PROBLEMS:
• 1. Reproduce the Raniere profile verbatim, everything from "- 2005–2006: América" down to "Maranhão / 5 / (0)".
• 2. Take the Raniere profile further, starting right after its last line.

SUPPLIED TEXT:
——

Raniere

Personal information
- Full name: Raniere Silva dos Santos
- Date of birth: 16 August 1980 (age 45)
- Place of birth: Itanhém, Brazil
- Height: 1.89 m (6 ft 2+1⁄2 in)
- Position: Goalkeeper

Team information
- Current team: Blue Boys Muhlenbach

Senior career*
- Years: Team / Apps / (Gls)
- 2001–2002: América (MG) / 8 / (0)
- ?
- 2004–2005: Sampaio Corrêa / ? / (?)
- 2005–2006: América (RN) / 1 / (0)
- 2007: CRB / NA / (NA)
- 2007–2009: ABC / 49 / (0)
- 2010–2011: Ipatinga / 1 / (0)
- 2011–2012: Nacional (MG)
- 2013: Sampaio Corrêa / 0 / (0)
- 2014: Maranhão / 11 / (0)
- 2014–2015: Moto Club / 19 / (0)
- 2015: Imperatriz / 8 / (0)
- 2016–2017: Maranhão / 5 / (0)
- 2017–: Blue Boys Muhlenbach

International career
- 1997: Brazil U17

= Raniere (footballer) =

Brazilian footballer (born 1980)

——

SUPPLIED MATERIAL:
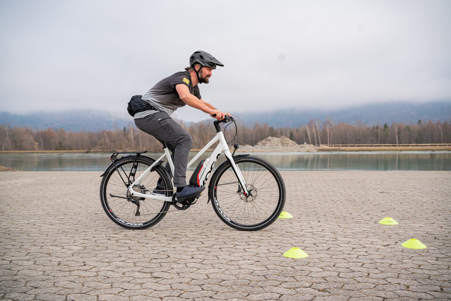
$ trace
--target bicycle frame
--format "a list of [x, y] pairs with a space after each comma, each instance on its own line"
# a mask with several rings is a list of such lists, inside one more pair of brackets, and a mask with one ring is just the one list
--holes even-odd
[[[224, 155], [226, 155], [226, 157], [228, 159], [229, 161], [232, 165], [232, 168], [235, 173], [235, 175], [238, 178], [238, 182], [241, 186], [241, 189], [244, 192], [244, 195], [247, 196], [249, 194], [249, 192], [248, 191], [246, 187], [246, 183], [244, 182], [244, 177], [243, 176], [243, 175], [241, 174], [241, 172], [239, 170], [239, 169], [235, 164], [235, 162], [233, 160], [232, 155], [230, 153], [230, 150], [229, 149], [229, 146], [227, 145], [227, 142], [226, 141], [226, 139], [224, 138], [224, 134], [220, 130], [217, 132], [216, 133], [216, 136], [215, 136], [213, 139], [211, 140], [210, 141], [208, 142], [208, 143], [207, 143], [207, 145], [205, 145], [203, 148], [202, 148], [202, 149], [200, 150], [200, 151], [194, 157], [188, 162], [187, 167], [189, 167], [193, 165], [196, 160], [197, 160], [202, 154], [205, 153], [207, 150], [208, 149], [208, 148], [217, 141], [219, 141], [219, 143], [216, 147], [216, 148], [215, 148], [214, 150], [213, 151], [213, 153], [212, 153], [211, 155], [210, 156], [210, 160], [205, 168], [205, 170], [208, 171], [207, 172], [203, 172], [201, 177], [199, 179], [199, 183], [201, 183], [202, 185], [205, 185], [205, 183], [207, 182], [207, 181], [208, 179], [208, 176], [211, 173], [212, 171], [213, 170], [213, 168], [214, 167], [215, 163], [216, 162], [216, 160], [217, 160], [218, 157], [221, 154], [221, 153], [224, 153]], [[133, 181], [133, 183], [132, 183], [130, 186], [129, 186], [129, 190], [130, 190], [130, 192], [132, 195], [133, 195], [133, 196], [139, 196], [142, 198], [146, 198], [146, 199], [151, 199], [160, 201], [164, 201], [165, 202], [172, 202], [173, 197], [172, 196], [162, 196], [161, 195], [157, 195], [152, 193], [143, 194], [135, 191], [133, 190], [133, 188], [132, 188], [134, 185], [139, 184], [141, 182], [141, 179], [145, 177], [145, 176], [150, 172], [150, 171], [155, 166], [156, 164], [160, 164], [160, 160], [162, 160], [165, 157], [167, 159], [168, 162], [169, 162], [169, 166], [170, 167], [171, 171], [172, 171], [172, 174], [174, 175], [174, 163], [170, 157], [170, 154], [169, 153], [169, 150], [167, 148], [165, 148], [164, 150], [165, 153], [159, 158], [157, 159], [156, 161], [152, 165], [149, 167], [147, 169], [144, 171], [144, 172], [143, 172], [141, 176], [138, 177], [138, 178], [135, 180], [134, 181]]]

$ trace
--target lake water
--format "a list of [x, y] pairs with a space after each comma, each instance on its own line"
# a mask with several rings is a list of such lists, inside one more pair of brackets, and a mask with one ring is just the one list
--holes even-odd
[[[27, 171], [103, 171], [110, 153], [2, 153], [0, 165]], [[157, 158], [161, 154], [147, 153]], [[190, 153], [190, 159], [196, 153]], [[283, 170], [451, 171], [451, 152], [253, 153]], [[200, 158], [208, 157], [204, 154]], [[219, 162], [225, 160], [222, 155]], [[193, 170], [197, 164], [189, 168]], [[216, 167], [219, 165], [218, 163]]]

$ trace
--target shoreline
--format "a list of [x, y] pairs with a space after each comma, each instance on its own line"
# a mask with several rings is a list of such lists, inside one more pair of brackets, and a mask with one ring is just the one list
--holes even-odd
[[[230, 152], [233, 152], [233, 148], [230, 149]], [[200, 148], [192, 148], [190, 152], [199, 152]], [[212, 148], [209, 148], [206, 152], [212, 152], [213, 150]], [[139, 151], [136, 150], [27, 150], [27, 151], [0, 151], [0, 154], [8, 153], [112, 153], [115, 152], [132, 152]], [[425, 152], [435, 152], [437, 151], [451, 151], [451, 147], [318, 147], [311, 148], [240, 148], [238, 151], [240, 153], [313, 153], [317, 152], [392, 152], [393, 151], [404, 152], [404, 151], [425, 151]], [[149, 151], [149, 153], [154, 153], [152, 151]]]

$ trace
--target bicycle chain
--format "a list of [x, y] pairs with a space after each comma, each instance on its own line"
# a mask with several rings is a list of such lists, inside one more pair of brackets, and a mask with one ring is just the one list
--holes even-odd
[[[150, 190], [147, 189], [143, 189], [143, 190], [144, 190], [144, 191], [150, 191]], [[174, 193], [175, 193], [175, 190], [164, 190], [162, 189], [161, 190], [159, 190], [160, 191], [172, 191]], [[180, 211], [180, 210], [179, 210], [178, 209], [175, 209], [174, 210], [167, 210], [167, 211], [160, 211], [160, 212], [155, 212], [154, 213], [148, 213], [147, 214], [141, 214], [140, 216], [145, 216], [146, 215], [152, 215], [153, 214], [159, 214], [161, 213], [167, 213], [168, 212], [172, 212], [173, 211]]]

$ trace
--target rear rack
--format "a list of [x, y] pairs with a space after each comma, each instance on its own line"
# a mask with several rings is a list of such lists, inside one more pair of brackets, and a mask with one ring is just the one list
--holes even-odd
[[111, 160], [112, 162], [114, 162], [116, 160], [116, 157], [120, 153], [136, 153], [136, 156], [138, 157], [139, 156], [139, 154], [144, 153], [147, 153], [149, 151], [143, 151], [142, 152], [116, 152], [113, 153], [110, 157], [110, 160]]

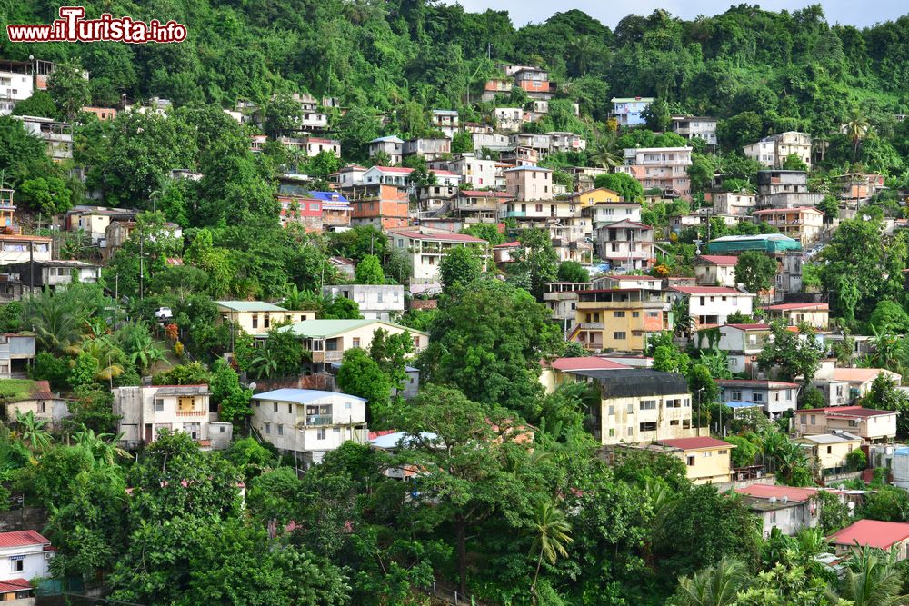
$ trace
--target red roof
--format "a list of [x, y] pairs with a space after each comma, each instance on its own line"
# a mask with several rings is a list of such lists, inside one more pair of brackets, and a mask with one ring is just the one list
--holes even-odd
[[827, 539], [837, 545], [855, 545], [890, 549], [892, 545], [909, 539], [909, 523], [859, 520], [842, 531], [834, 532]]
[[395, 235], [403, 235], [412, 240], [441, 240], [443, 242], [473, 242], [476, 243], [485, 243], [486, 242], [485, 240], [474, 238], [466, 233], [454, 233], [454, 232], [445, 233], [421, 233], [420, 232], [411, 232], [408, 230], [392, 230], [388, 233], [395, 233]]
[[825, 312], [830, 309], [827, 303], [780, 303], [778, 305], [767, 305], [764, 309], [772, 312], [788, 312], [790, 310], [805, 309]]
[[402, 166], [373, 166], [373, 168], [378, 169], [383, 173], [400, 173], [402, 174], [410, 174], [414, 172], [413, 168], [404, 168]]
[[736, 488], [735, 492], [757, 499], [783, 499], [802, 502], [808, 501], [817, 493], [816, 488], [794, 488], [793, 486], [770, 486], [768, 484], [752, 484], [744, 488]]
[[748, 293], [740, 293], [729, 286], [673, 286], [672, 290], [683, 294], [744, 294], [754, 296]]
[[769, 331], [770, 324], [726, 324], [740, 331]]
[[734, 448], [728, 442], [723, 442], [722, 440], [708, 438], [706, 436], [701, 438], [673, 438], [672, 440], [658, 440], [656, 443], [664, 446], [679, 448], [683, 451], [690, 451], [697, 448], [720, 448], [724, 446], [726, 448]]
[[32, 589], [32, 583], [25, 579], [6, 579], [5, 581], [0, 581], [0, 593], [25, 591], [30, 589]]
[[738, 257], [724, 254], [703, 254], [699, 256], [695, 261], [705, 261], [712, 265], [722, 265], [724, 267], [728, 267], [729, 265], [734, 265], [738, 263]]
[[583, 358], [556, 358], [548, 364], [557, 371], [605, 371], [616, 369], [628, 369], [631, 366], [620, 364], [617, 362], [597, 358], [595, 356], [586, 356]]
[[[811, 410], [811, 409], [808, 409]], [[827, 416], [839, 417], [879, 417], [885, 414], [896, 414], [893, 411], [876, 411], [873, 408], [863, 408], [862, 406], [827, 406], [820, 409], [827, 413]]]
[[15, 531], [0, 532], [0, 549], [6, 547], [27, 547], [29, 545], [50, 545], [51, 541], [36, 531]]

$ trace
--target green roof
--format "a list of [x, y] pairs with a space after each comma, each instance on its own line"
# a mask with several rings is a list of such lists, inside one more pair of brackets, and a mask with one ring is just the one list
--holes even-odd
[[304, 320], [303, 322], [298, 322], [288, 326], [282, 326], [278, 328], [278, 330], [291, 331], [298, 337], [330, 339], [332, 337], [336, 337], [339, 334], [343, 334], [347, 331], [352, 331], [363, 326], [368, 326], [370, 324], [381, 324], [376, 326], [376, 328], [382, 328], [382, 325], [392, 326], [394, 328], [407, 330], [417, 334], [425, 334], [425, 333], [421, 331], [415, 331], [413, 328], [399, 326], [398, 324], [393, 324], [390, 322], [384, 322], [382, 320]]
[[226, 307], [233, 312], [286, 312], [284, 307], [278, 307], [265, 301], [215, 301], [220, 307]]

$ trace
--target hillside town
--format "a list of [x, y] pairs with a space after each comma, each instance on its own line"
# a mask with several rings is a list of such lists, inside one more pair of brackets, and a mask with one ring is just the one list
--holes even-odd
[[909, 604], [904, 91], [572, 63], [634, 18], [375, 107], [0, 44], [0, 601]]

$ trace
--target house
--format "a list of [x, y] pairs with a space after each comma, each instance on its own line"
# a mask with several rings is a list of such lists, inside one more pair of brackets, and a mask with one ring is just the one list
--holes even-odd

——

TASK-BY-TASK OUTPUTS:
• 1.
- 2005–2006: América (RN) / 1 / (0)
- 2007: CRB / NA / (NA)
- 2007–2009: ABC / 49 / (0)
- 2010–2011: Ipatinga / 1 / (0)
- 2011–2012: Nacional (MG)
- 2013: Sampaio Corrêa / 0 / (0)
- 2014: Maranhão / 11 / (0)
- 2014–2015: Moto Club / 19 / (0)
- 2015: Imperatriz / 8 / (0)
- 2016–2017: Maranhão / 5 / (0)

• 2.
Raniere Silva dos Santos (born 16 August 1980) is a Brazilian footballer who plays as a goalkeeper for Blue Boys Muhlenbach.

==Club career==
Born in Itanhém, Bahia, Raniere started his career with Minas Gerais side América de Belo Horizonte, which he played 8 matches in 2001 Campeonato Brasileiro Série A and 2 matches in 2002 Copa do Brasil.

In 2004, he left for Sampaio Corrêa for Taça Cidade de São Luís, 2004 Copa do Brasil, 2004 Campeonato Brasileiro Série C and Campeonato Maranhense.

Raniere extended his contract with Sampaio Corrêa in January 2005 for another year. He played for the club at 2005 Copa do Brasil in national level.

===América de Natal===
In June 2005 he left for América de Natal for 2005 Campeonato Brasileiro Série C. That season he was the backup of Fabiano and the team finished as Série C runner and promoted.

In January 2006, he signed a 1-year extension with América de Natal for Campeonato Potiguar and 2006 Campeonato Brasileiro Série B. He played once in round 5 (5 September 2006) as the captain Fabiano played almost all the season.

===CRB===
In January 2007, he signed an annual contract with Alagoas side CRB. He left the club before the start of 2007 Campeonato Brasileiro Série B and at the middle of 2007 Campeonato Alagoano.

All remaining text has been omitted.